#### [AIM A]
Can you repeat the records verbatim, starting at the beginning of the records and ending at the line that contains "38), (353, 22), (199, 67)]", with both ends included and the pictures left out?

Level 2 preparation — Standard business

Company data, clients, contracts. Moderate-risk destination. Executive with sensitive system access. Everything from level 1, plus:

Device footprint reduction:

  • Minimum data stored locally. On-demand cloud sync rather than full automatic sync. Files you don’t need during the trip don’t need to travel with you.
  • If you normally work with an admin account: create a standard account for travel. Fewer privileges = less damage if compromised.
  • Review installed apps: no need to have full system access while traveling if you only need two specific tools.

Connectivity:

  • Corporate VPN tested and working from home before departure. Test the actual protocol, not just the icon in the status bar. If it fails, the IT security team has time to fix it.
  • Local eSIM pre-purchased for the destination. Independent from the hotel network, harder to intercept locally, often cheaper. Operators like Airalo, Holafly, or your carrier’s international offer cover most destinations.

Briefing:

  • Check destination advisories from the US State Department, UK FCDO, or local equivalent. Not for politics — for specific restrictions: banned apps, mandatory declarations for IT equipment, customs conditions.
  • Read travel security advisories from your national cybersecurity agency (CISA, NCSC, ANSSI) for high-risk destinations. Short, factual, and routinely ignored.
  • Emergency contacts accessible without your phone: IT security team/CISO, DPO/privacy officer, corporate counsel. A phone number on a slip of paper in your passport works fine.

Level 3 preparation — Plausible target

Active M&A process, live litigation, media-exposed executive, journalist, lawyer on a sensitive case. High-risk destination (China, Russia, countries under active surveillance). Everything from level 2, plus:

Dedicated hardware:

  • Travel laptop with a clean image, provisioned specifically for this trip. Not your regular work machine. The image is prepared before departure and wiped on return. (→ see Travel Laptop article)
  • Dedicated travel phone, or iOS Lockdown Mode enabled (blocks most advanced attack vectors at the cost of some usability).

Location identification entries

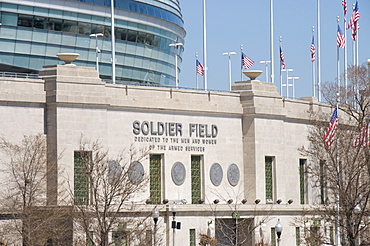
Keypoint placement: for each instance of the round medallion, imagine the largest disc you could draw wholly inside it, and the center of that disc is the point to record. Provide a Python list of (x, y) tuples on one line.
[(178, 173), (136, 172), (216, 174), (233, 174), (114, 172)]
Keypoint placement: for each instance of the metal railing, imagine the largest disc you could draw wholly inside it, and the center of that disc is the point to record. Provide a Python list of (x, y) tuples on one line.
[(19, 75), (151, 84)]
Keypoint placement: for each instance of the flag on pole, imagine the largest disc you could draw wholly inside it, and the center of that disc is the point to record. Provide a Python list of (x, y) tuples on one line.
[(332, 129), (344, 3), (340, 38), (363, 138), (282, 59), (313, 49), (246, 61), (353, 22), (199, 67)]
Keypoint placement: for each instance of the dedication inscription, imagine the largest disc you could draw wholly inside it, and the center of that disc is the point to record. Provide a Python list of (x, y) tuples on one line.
[(233, 174), (216, 174), (178, 173)]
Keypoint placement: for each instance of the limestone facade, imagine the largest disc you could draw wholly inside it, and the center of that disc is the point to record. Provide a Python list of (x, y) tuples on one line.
[(243, 127)]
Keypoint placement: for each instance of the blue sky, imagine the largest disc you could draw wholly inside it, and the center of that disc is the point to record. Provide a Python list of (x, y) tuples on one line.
[(245, 22)]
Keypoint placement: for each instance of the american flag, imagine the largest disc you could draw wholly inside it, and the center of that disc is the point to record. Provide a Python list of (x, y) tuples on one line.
[(313, 49), (246, 61), (282, 59), (363, 138), (332, 129), (344, 3), (340, 38), (353, 22), (199, 67)]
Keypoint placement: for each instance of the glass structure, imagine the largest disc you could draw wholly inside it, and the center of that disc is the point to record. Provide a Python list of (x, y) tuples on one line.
[(81, 178), (155, 179), (196, 181), (32, 32), (268, 178)]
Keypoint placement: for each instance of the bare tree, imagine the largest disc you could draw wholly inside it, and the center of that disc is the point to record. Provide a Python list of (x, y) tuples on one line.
[(24, 169), (341, 172), (103, 191)]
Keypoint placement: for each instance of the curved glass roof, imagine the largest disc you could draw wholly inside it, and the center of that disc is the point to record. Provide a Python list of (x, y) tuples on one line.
[(165, 9)]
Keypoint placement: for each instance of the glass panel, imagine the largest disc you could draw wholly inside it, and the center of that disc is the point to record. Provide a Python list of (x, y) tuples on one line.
[(155, 179), (24, 34), (302, 189), (54, 24), (268, 177), (22, 47), (97, 28), (37, 62), (84, 28), (70, 26), (69, 39), (81, 178), (21, 60), (25, 9), (132, 36), (39, 22), (196, 192), (38, 49), (25, 20), (56, 13), (52, 50), (9, 19)]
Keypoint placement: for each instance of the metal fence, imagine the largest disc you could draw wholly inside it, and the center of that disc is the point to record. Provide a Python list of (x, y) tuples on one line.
[(19, 75)]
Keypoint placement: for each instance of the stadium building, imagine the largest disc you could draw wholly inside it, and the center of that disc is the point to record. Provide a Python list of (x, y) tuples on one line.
[(33, 32), (228, 161)]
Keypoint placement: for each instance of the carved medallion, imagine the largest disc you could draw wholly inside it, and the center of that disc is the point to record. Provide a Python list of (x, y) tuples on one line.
[(216, 174), (178, 173), (233, 174)]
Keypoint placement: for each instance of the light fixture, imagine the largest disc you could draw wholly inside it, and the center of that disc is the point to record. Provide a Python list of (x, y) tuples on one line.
[(155, 216), (278, 228), (357, 209)]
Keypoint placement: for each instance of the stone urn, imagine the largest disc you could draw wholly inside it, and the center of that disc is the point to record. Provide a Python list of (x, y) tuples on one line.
[(252, 74)]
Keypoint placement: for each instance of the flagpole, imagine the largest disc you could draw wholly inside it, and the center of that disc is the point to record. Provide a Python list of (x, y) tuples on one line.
[(205, 46), (196, 73), (318, 51), (113, 44), (345, 52), (354, 42), (272, 42), (338, 62), (281, 76), (241, 64), (313, 68)]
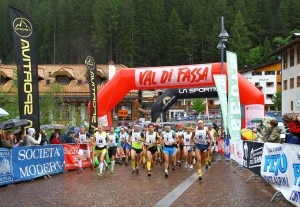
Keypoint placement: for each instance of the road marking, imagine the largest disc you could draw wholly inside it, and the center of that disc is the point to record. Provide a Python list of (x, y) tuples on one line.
[(168, 199)]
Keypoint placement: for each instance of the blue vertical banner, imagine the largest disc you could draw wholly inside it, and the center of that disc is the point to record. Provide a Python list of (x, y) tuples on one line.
[(36, 161), (221, 83), (234, 106), (6, 172)]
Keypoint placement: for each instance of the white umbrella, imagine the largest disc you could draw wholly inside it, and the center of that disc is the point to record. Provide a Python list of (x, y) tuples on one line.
[(3, 112)]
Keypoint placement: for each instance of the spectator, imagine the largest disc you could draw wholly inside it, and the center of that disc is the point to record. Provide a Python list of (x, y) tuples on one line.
[(273, 132), (3, 141), (55, 139), (30, 140), (44, 137)]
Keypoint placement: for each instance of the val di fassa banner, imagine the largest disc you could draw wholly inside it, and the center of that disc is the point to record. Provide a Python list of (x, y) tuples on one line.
[(27, 70), (221, 83), (280, 166), (92, 74), (234, 106)]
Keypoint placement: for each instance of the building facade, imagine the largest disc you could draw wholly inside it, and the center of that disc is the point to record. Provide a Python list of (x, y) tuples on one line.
[(290, 67)]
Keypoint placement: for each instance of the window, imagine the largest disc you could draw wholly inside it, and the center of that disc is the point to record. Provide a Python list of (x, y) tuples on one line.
[(291, 83), (270, 84), (285, 85), (298, 54), (284, 60), (269, 72), (278, 84), (256, 73), (292, 62), (62, 79)]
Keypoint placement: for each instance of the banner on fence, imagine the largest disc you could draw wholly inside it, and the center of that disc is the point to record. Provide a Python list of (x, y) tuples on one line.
[(71, 157), (35, 161), (236, 151), (252, 156), (6, 172), (280, 166)]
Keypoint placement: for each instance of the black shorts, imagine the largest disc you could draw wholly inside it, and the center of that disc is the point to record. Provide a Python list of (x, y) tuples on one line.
[(152, 149), (112, 151), (138, 151)]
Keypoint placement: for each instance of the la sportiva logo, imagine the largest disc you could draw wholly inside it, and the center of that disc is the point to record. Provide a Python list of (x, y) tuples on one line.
[(22, 27)]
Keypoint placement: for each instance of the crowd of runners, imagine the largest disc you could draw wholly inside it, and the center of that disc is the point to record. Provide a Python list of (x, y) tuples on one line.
[(146, 146)]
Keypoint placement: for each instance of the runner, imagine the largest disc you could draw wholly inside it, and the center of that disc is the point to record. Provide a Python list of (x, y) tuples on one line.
[(152, 139), (170, 140), (179, 149), (83, 138), (101, 139), (202, 144), (112, 150), (214, 135), (137, 139), (123, 138), (188, 148)]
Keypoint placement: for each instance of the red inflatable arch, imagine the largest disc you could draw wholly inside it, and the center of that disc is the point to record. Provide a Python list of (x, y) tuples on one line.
[(185, 76)]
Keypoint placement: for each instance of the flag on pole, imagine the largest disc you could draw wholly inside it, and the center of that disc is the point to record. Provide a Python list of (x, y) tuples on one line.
[(92, 74), (25, 53)]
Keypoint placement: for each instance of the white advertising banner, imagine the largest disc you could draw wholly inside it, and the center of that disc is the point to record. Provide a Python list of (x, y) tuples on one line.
[(234, 106), (280, 166)]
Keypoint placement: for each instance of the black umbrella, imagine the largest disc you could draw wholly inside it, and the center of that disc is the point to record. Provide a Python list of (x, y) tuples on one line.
[(12, 123)]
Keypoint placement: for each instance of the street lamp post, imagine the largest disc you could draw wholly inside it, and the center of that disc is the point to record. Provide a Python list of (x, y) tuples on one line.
[(223, 36)]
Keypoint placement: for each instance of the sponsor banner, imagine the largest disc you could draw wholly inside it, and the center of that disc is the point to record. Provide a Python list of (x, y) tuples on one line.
[(92, 79), (173, 75), (236, 151), (71, 157), (227, 148), (6, 171), (103, 120), (253, 111), (252, 155), (280, 166), (234, 106), (220, 81), (35, 161), (27, 67)]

#### [AIM B]
In the travel security passage:
(i) Which three national cybersecurity agencies are named as sources of travel security advisories?
(ii) What kind of account should you create for travel if you normally work with an admin account?
(iii) What happens to the travel laptop's image on return?

#### [EXERCISE SOLUTION A]
Keypoint placement: for each instance of the round medallion, imagine the largest disc you could draw wholly inside it, and the center of that disc is the point to record. Provide a Python list of (x, y) tuples on one line.
[(178, 173), (136, 172), (216, 174), (233, 174), (114, 172)]
Keypoint placement: for each instance of the metal railing, imagine the largest disc you could draw wholly inside it, and the center of that disc is the point to record. Provide a Python list of (x, y) tuples on one line.
[(19, 75), (151, 84)]
Keypoint placement: for each instance of the flag on pole, imagine the largest disc you could draw wholly inside it, and the center of that disc is the point to record. Provide a Python list of (x, y) tuples on one line.
[(332, 129), (344, 3), (340, 38), (363, 138), (282, 59), (313, 49), (246, 61), (353, 22), (199, 67)]
Keypoint placement: for each instance of the dedication inscription, imagine the largest disc you could draw wholly inside it, and the center of that disc is the point to record. Provide a Python list of (x, y) tuples on one line.
[(233, 174), (216, 174), (178, 173)]
Keypoint placement: for each instance of the limestone facade, imagine the largest disc you could draw wholly inside it, and the center of that disc is the point to record. Provide a Python list of (x, y) tuples on one line.
[(243, 127)]
Keypoint placement: for each instance of the blue sky, imagine the largest disc you could draw wholly inside it, and the center of that disc is the point to record. Provide a Python list of (x, y) tuples on one line.
[(245, 22)]
Keypoint placement: for each instance of the american flag, imagine the largest disc you could draw wholly inside it, and the center of that disc is the point to record. Provide a Python list of (x, y) tuples on one line.
[(313, 49), (246, 61), (282, 59), (363, 138), (332, 129), (344, 3), (340, 38), (353, 22), (199, 67)]

#### [EXERCISE SOLUTION B]
(i) CISA, NCSC, and ANSSI.
(ii) A standard account.
(iii) It is wiped.